→ **Excerpt to read**:
········

- by Joseph Cheek - Interview

Astronomy at Dome C in Antarctica

Site assessment instruments at Dome C

Site assessment instruments at Dome C

© A. AGABI

Dome C on the Antarctic Plateau is an ideal place to conduct astronomical observations. The ARENA (Antarctic Research, a European Network for Astrophysics) consortium of 22 European and Australian partners including polar institutes, research laboratories and industrial companies has been investigating research possibilities, installing instruments, and planning to construct an observatory at Dome C’s Franco-Italian Concordia Station since 2006, when the four-year project began.

In this interview, Dr. Nicolas Epchtein from the Hippolyte Fizeau Laboratory of the CNRS at the University of Nice discusses the past, present and future of astronomy at Dome C.

How long has Concordia Station been operating?

Concordia Station was built by the French and Italian Polar Agencies: l’Institut Paul Émile Victor (IPEV) in France and la Programma Nazionale Ricerche in Antartide (PNRA) in Italy. It’s a 50/50 joint venture. Together they built the two cylindrical towers of the station, which was designed to have everything needed to function year-round. The station has been open for overwintering since 2005, with a staff of about 15 persons every winter season (February to November).

Concordia is a multidisciplinary and multinational station, and astronomy isn’t the only discipline being studied there. Atmospheric physics, meteorology, glaciology and geomagnetism experiments are being conducted, there's a project to collect micrometeorites. The European Space Agency (ESA) is also planning to conduct physiology experiments to see how the human body would react to long periods of isolation and living in harsh conditions in preparation for eventual long-distance flights to Mars.

How did the ARENA network come about?

Five years ago we decided to try to put together the expertise of different laboratories in Europe and propose the ARENA networking action. It was a coordination action under the EU Commission’s Sixth Framework Program (FP6), which gathered 22 partners from seven countries in Europe plus Australia. Italy and France have been investigating the site’s potential for astronomy for about a decade together with Australia, which is particularly interested in Antarctica for obvious reasons; it’s the closest ideal observing site to their country.

The Earth’s atmosphere is extremely opaque to infrared radiation, except in certain spectral windows. The main source of opacity is coming from water vapour molecules, and since the humidity of the atmosphere (more precisely the column density of water vapour content) in Antarctica is much lower than in any other sites for astronomical observation on the planet, it greatly improves infrared and submillimetre-wave transparency. Moreover, the turbulence properties of the atmosphere are unique and allow improved image quality. So one of the most important things one can do for ground-based astronomy is take advantage of the unique characteristics of the atmosphere above Dome C.

How does ARENA fit into the context of astronomical observations in Antarctica?

In the 1970s and 80s, American astronomers from different universities in the US (Boston University and the University of Chicago in particular) carried out a project to install a suite of instruments for radioastronomy and an optical infrared telescope, and established Center for Astrophysical Research in Antarctica (CARA) which was the starting point of radio astronomy developments at the American Amundsen-Scott station at the South Pole. Following up on this, there have been other places where astronomy has been developed under the management of Russian, Japanese, French, Italian and now Chinese teams.

········

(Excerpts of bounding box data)
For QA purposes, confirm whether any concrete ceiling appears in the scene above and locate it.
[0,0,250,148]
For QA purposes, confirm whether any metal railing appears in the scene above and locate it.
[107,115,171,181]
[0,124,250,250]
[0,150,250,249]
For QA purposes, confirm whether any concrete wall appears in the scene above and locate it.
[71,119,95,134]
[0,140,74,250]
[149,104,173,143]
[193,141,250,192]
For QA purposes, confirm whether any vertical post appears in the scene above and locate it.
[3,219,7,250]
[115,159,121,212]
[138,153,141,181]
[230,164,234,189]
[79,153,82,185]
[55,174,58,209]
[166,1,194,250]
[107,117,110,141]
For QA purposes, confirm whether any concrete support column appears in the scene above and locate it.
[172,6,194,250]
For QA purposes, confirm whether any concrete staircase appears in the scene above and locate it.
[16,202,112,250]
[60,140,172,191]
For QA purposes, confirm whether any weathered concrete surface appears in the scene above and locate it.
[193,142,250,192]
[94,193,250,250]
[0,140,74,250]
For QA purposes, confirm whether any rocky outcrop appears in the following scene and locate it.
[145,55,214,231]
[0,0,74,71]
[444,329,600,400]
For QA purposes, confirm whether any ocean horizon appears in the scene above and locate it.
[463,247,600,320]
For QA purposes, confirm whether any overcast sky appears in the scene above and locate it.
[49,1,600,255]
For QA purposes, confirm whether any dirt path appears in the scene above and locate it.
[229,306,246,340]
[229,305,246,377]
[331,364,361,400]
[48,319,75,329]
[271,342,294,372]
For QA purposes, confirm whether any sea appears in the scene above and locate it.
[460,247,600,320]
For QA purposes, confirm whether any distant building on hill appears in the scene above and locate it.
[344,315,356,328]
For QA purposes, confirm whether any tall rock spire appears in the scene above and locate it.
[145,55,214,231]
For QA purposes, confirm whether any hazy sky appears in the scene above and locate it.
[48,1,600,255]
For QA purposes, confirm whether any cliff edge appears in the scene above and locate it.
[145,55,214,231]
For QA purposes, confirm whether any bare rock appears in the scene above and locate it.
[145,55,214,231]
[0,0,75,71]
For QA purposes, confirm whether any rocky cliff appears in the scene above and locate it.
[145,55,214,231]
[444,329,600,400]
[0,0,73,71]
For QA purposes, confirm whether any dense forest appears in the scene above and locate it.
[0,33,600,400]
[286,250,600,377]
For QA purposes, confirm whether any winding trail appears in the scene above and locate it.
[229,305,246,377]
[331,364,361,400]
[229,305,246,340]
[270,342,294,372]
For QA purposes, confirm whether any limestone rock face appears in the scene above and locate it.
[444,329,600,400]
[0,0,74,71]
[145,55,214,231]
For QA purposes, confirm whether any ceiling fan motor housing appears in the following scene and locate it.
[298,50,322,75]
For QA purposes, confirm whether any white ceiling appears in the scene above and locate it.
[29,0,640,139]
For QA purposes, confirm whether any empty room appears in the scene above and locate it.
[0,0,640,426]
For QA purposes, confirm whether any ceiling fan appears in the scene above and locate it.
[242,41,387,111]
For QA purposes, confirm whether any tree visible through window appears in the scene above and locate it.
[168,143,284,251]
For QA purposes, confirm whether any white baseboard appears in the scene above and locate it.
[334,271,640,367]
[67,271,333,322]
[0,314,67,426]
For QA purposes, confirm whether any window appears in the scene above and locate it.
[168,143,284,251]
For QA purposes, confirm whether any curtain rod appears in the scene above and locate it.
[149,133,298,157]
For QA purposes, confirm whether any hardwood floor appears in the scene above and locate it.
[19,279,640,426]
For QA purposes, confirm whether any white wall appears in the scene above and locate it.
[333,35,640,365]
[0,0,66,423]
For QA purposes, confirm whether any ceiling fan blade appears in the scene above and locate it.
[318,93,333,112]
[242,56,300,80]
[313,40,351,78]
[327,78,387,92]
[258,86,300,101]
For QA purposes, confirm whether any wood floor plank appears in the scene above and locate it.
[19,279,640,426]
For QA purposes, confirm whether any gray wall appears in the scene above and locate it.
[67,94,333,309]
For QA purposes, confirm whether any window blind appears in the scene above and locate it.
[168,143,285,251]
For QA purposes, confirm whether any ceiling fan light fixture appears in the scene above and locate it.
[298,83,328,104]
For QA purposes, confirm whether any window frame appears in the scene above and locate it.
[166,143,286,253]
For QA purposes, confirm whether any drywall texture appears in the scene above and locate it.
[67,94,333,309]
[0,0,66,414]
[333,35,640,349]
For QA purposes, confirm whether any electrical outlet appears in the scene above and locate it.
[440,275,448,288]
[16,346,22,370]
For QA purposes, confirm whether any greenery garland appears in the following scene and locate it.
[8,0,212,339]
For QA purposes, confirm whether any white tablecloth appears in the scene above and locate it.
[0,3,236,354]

········

→ **Short problem A**: Decide whether each statement agrees with the Dome C interview, answering yes or no and quoting the deciding words: (i) Concordia Station has been open for overwintering since 2005. (ii) The ARENA network gathered 22 partners from ten European countries. (iii) Water vapour molecules are the main source of the atmosphere's opacity to infrared radiation.
→ **Short problem B**: In the records, switch "limestone" to "sandstone" in the stretch from the line containing "For QA purposes, confirm whether any winding" through the line containing "[298,50,322,75]". Write out only those lines, leaving everything else as it stands.

→ **Task solution A**:
(i) Yes: "The station has been open for overwintering since 2005"
(ii) No: "which gathered 22 partners from seven countries in Europe plus Australia"
(iii) Yes: "The main source of opacity is coming from water vapour molecules"

→ **Task solution B**:
For QA purposes, confirm whether any winding trail appears in the scene above and locate it.
[229,305,246,377]
[331,364,361,400]
[229,305,246,340]
[270,342,294,372]
For QA purposes, confirm whether any sandstone rock face appears in the scene above and locate it.
[444,329,600,400]
[0,0,74,71]
[145,55,214,231]
For QA purposes, confirm whether any ceiling fan motor housing appears in the following scene and locate it.
[298,50,322,75]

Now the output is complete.